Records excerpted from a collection
= = = =

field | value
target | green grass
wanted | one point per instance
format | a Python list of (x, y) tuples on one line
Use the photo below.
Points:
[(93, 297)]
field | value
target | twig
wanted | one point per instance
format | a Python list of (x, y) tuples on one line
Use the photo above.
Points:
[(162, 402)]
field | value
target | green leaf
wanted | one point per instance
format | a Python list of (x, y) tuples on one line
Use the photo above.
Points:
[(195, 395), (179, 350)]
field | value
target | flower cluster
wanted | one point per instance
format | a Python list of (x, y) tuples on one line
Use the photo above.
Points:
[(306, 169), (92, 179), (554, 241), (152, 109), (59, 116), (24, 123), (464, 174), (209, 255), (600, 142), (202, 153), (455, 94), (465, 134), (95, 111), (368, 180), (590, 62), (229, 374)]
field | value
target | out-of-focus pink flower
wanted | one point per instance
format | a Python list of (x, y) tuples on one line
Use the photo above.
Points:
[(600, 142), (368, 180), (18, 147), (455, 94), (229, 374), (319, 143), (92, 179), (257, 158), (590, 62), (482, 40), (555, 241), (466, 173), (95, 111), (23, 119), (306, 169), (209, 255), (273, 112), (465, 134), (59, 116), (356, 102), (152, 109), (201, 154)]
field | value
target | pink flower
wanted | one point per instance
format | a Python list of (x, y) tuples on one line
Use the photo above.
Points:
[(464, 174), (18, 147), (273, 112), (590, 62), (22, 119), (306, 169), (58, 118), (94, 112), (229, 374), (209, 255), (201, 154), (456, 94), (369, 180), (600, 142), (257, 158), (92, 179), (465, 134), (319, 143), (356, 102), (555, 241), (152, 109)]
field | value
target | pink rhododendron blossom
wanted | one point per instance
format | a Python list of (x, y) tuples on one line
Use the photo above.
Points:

= = = =

TASK STATEMENT » Reproduce the rows from the beginning through the line containing "[(195, 395), (179, 350)]", that line included, keeping each request unchanged and scaling every point coordinate in the answers by 0.45, rounded to the nearest whole number with halves going up.

EXERCISE ANSWER »
field | value
target | green grass
wanted | one point per instance
format | a Python list of (x, y) tuples on one line
Use the photo below.
Points:
[(42, 134)]
field | value
target | twig
wanted | one point per instance
format | a Python list of (x, y) tuples on one line
Use the photo above.
Points:
[(73, 181)]
field | value
target | green leaf
wanted | one point per instance
format | a Python list of (x, y) tuples on one line
Use the photo above.
Points:
[(88, 178), (81, 158)]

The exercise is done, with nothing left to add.